• Passage:
Friedrich Nietzsche not only loved Greek art and culture per se but he was also, as we discussed the other day, always searching for timeless lessons from the Greeks to help us understand modernity and ourselves.
He found one such lesson in an apparent duality that ran through all of Greek art: the tension between two gods who were also two archetypes and half-brothers: Apollo and Dionysus.
Think of them as a Greek Yin and Yang.
Apollo, the god of the sun and wisdom, as well as poetry and music, would be the equivalent of the Chinese yang (ie, the bright, masculine sun).
Dionysus, the god of wine, intoxication, ecstasy, passion and instinct, would be the equivalent of the Chinese yin (ie, the dark, feminine moon).
Obviously, I am stretching that analogy, so don’t get too wound up about it. If you prefer, you can think of them in our contemporary pop-psychology terms of left brain (Apollo) and right brain (Dionysus).
So why should this duality be so interesting, for the Greeks or for us?
From Homer to John Wayne: The Apollonian
Nietzsche saw in these two archetypes two approaches to art, and indeed life.

• Goal A: Summarize the passage on Nietzsche's Apollo and Dionysus in two sentences.
• Goal B: Extend the passage on Nietzsche's Apollo and Dionysus, picking up right after its final sentence.
The lines bear no relation to the passage on Nietzsche's Apollo and Dionysus.

• Data supplied:
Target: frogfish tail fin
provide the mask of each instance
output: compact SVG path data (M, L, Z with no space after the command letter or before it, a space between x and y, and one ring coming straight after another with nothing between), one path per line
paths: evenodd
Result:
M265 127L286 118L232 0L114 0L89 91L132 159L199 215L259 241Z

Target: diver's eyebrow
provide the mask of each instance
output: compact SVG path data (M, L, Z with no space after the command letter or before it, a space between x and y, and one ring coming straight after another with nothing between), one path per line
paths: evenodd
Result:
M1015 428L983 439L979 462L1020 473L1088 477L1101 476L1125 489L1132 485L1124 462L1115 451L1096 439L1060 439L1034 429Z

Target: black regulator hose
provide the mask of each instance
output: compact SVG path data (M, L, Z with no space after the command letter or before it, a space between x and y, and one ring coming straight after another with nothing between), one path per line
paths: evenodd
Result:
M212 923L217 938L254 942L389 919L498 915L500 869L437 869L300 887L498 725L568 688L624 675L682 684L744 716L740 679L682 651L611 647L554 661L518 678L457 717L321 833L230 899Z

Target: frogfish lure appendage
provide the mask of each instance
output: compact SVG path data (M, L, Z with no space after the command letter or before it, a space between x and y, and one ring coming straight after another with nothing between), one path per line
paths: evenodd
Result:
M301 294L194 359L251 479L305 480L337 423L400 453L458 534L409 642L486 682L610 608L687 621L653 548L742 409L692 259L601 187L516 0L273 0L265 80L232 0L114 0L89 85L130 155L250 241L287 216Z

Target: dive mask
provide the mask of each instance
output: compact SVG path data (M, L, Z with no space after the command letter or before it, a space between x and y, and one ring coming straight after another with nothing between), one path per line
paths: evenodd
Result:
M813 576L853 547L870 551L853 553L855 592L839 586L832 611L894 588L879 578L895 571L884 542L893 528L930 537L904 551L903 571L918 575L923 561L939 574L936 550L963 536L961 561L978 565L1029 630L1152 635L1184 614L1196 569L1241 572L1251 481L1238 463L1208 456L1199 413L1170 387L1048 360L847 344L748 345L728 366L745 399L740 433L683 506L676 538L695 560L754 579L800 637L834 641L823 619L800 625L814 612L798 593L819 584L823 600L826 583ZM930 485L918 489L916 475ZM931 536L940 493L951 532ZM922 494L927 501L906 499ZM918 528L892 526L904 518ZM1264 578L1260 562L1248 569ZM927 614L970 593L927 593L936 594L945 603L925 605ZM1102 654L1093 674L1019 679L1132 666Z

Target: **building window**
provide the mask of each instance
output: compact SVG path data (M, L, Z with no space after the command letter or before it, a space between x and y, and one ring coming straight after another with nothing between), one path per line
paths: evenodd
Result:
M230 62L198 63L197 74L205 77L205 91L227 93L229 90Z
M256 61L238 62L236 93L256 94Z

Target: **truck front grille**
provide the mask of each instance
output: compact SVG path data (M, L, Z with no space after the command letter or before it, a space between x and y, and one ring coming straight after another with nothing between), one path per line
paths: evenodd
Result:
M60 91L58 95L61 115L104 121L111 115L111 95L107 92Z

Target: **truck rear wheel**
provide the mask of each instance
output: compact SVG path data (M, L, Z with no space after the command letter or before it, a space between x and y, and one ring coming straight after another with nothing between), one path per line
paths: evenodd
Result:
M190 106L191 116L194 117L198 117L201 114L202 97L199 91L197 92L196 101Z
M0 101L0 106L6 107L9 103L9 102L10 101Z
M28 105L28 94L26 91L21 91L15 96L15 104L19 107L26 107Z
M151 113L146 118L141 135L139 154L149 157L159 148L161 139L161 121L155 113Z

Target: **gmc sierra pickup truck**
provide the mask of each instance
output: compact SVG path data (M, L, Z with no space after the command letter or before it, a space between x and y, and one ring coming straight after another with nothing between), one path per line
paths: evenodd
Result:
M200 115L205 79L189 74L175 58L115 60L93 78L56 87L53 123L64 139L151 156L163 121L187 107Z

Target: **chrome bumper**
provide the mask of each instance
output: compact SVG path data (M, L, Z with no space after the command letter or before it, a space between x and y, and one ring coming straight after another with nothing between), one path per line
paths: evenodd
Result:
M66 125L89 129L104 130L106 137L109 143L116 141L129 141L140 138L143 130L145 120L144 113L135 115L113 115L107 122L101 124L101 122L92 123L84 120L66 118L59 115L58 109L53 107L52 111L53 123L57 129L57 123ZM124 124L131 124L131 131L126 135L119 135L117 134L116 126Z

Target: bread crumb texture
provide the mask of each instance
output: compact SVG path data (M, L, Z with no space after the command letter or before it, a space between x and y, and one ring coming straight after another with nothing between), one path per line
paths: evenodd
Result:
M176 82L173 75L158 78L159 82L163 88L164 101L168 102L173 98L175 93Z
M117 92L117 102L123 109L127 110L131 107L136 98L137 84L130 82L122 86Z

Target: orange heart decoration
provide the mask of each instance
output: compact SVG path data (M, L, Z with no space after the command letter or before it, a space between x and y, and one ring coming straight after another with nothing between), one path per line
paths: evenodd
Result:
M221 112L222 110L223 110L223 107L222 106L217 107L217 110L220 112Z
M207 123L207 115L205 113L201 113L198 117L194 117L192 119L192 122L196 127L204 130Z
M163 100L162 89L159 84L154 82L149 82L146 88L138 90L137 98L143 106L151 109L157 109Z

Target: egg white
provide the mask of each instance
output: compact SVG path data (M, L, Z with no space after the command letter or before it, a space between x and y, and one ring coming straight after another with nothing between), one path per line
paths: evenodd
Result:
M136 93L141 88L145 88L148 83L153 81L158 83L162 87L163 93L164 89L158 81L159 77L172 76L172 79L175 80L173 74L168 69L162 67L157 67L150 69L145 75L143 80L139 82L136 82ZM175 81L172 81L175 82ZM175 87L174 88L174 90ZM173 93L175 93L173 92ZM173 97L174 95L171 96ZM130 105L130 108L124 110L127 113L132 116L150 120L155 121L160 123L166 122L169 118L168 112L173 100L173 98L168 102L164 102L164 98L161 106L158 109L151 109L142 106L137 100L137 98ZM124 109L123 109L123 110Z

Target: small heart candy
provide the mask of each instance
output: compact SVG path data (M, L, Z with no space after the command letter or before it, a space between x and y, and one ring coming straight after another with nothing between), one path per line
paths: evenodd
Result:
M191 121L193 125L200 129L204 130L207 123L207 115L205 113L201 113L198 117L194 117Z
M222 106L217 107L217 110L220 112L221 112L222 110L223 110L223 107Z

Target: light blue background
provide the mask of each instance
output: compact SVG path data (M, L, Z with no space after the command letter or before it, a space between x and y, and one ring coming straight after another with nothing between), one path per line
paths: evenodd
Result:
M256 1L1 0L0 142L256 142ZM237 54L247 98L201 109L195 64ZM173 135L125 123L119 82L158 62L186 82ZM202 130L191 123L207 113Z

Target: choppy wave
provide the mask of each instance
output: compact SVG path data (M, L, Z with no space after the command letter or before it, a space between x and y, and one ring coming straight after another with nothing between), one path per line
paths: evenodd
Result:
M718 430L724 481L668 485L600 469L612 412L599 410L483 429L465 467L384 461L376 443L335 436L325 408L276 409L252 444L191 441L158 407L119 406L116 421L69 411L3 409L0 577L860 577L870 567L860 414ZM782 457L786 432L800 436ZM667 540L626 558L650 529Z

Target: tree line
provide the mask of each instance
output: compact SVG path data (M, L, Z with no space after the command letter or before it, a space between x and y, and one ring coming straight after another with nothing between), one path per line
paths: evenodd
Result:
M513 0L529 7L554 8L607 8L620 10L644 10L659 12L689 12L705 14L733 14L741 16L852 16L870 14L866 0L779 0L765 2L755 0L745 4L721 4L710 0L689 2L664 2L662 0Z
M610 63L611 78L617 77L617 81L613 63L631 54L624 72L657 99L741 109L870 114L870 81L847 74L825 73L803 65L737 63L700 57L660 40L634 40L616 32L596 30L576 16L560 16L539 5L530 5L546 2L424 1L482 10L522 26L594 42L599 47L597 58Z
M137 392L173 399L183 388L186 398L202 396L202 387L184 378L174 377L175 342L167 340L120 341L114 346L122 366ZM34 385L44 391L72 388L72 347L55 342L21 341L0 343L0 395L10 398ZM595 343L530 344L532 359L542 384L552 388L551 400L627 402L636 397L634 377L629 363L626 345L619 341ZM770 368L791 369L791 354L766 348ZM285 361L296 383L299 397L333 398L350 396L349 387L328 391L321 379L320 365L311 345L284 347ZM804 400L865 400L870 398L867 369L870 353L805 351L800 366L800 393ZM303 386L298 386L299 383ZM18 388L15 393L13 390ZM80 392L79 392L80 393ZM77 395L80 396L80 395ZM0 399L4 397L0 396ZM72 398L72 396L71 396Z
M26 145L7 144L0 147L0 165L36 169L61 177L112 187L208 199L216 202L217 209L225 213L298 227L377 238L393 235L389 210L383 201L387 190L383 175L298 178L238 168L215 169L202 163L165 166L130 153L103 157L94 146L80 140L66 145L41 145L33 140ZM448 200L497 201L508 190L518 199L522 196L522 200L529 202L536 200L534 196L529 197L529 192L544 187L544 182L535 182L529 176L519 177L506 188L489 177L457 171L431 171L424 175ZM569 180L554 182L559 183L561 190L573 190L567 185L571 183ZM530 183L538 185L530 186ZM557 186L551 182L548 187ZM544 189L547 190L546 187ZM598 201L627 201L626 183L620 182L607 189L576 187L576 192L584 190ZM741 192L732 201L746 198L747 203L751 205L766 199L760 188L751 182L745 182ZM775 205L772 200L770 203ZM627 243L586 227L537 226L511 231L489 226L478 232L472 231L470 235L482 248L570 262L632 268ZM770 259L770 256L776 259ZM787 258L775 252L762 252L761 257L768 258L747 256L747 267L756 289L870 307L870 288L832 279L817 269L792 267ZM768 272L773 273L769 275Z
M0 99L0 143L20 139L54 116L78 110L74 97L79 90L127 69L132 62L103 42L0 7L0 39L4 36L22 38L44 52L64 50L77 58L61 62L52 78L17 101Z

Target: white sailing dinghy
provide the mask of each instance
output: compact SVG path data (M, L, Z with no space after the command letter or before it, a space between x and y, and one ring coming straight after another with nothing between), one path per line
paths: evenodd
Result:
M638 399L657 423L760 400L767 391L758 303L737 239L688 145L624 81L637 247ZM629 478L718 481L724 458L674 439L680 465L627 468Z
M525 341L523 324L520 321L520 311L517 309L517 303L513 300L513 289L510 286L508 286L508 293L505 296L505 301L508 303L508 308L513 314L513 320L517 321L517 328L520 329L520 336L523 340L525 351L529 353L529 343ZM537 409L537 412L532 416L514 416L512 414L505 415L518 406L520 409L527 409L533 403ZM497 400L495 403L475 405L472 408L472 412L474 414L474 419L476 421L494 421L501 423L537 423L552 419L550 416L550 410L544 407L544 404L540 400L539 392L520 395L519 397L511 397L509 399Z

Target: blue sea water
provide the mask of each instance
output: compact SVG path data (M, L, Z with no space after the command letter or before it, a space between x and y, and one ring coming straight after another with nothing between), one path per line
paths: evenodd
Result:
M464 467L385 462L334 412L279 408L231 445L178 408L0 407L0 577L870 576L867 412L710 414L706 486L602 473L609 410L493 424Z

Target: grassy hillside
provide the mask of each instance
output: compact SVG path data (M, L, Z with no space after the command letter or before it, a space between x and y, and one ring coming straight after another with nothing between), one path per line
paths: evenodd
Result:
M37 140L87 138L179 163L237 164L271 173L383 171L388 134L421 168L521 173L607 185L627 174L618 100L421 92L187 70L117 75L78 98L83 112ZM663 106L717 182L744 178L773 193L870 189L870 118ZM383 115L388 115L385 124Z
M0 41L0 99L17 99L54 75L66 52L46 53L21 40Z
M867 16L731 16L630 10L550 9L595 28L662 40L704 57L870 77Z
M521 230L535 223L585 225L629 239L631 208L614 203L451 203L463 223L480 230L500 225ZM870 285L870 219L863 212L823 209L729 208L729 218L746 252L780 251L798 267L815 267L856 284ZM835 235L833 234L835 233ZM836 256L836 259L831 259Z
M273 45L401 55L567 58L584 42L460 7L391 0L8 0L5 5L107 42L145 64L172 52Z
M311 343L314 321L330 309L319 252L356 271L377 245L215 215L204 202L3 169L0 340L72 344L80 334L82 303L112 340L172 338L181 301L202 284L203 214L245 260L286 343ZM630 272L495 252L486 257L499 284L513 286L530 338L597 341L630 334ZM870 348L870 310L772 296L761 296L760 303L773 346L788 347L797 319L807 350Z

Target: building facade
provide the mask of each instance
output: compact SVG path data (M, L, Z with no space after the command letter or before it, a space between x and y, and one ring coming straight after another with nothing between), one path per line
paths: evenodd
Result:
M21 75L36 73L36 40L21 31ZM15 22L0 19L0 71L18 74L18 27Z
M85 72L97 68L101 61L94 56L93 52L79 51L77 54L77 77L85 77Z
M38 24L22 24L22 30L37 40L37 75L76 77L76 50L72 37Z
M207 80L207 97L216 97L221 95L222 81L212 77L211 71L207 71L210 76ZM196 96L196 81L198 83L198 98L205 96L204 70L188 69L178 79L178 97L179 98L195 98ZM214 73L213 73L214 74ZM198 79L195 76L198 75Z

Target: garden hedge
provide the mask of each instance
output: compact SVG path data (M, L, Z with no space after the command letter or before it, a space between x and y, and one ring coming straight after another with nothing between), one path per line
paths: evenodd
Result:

• Right answer A: Nietzsche looked to the Greeks for lessons about modernity and found one in the duality running through Greek art between the half-brothers Apollo and Dionysus. Apollo, god of the sun, wisdom, poetry and music, and Dionysus, god of wine, intoxication, ecstasy, passion and instinct, are likened to yang and yin, and Nietzsche saw in them two approaches to art and to life.

• Right answer B:
Homer, for example, followed his Apollonian instinct in writing the Iliad and Odyssey in the 8th century BCE. How so? Because he glorified the war against Troy and the subsequent nostos (homecoming) of Odysseus. He made these stories beautiful, as Apollo was. He gave the Greeks and us role models.
He made the Greeks proud to be Greeks, proud to descend from whichever hero in the long catalogue of ships they traced their lineage to. He made them aware of their individuality, of the structures of society, of its fundamental order to which, after intervening episodes of wrath (see: Achilles), everything must return.
Julian Young in his biography of Nietzsche compares this to, for example, our Westerns (the ones with John Wayne more than those with Clint Eastwood). There, too, you see people dying, but they die in a stylized, Homeric way: The bullet hits and they tumble from their horses, looking good as they do so. They are our heroes, beyond the sordidness of reality.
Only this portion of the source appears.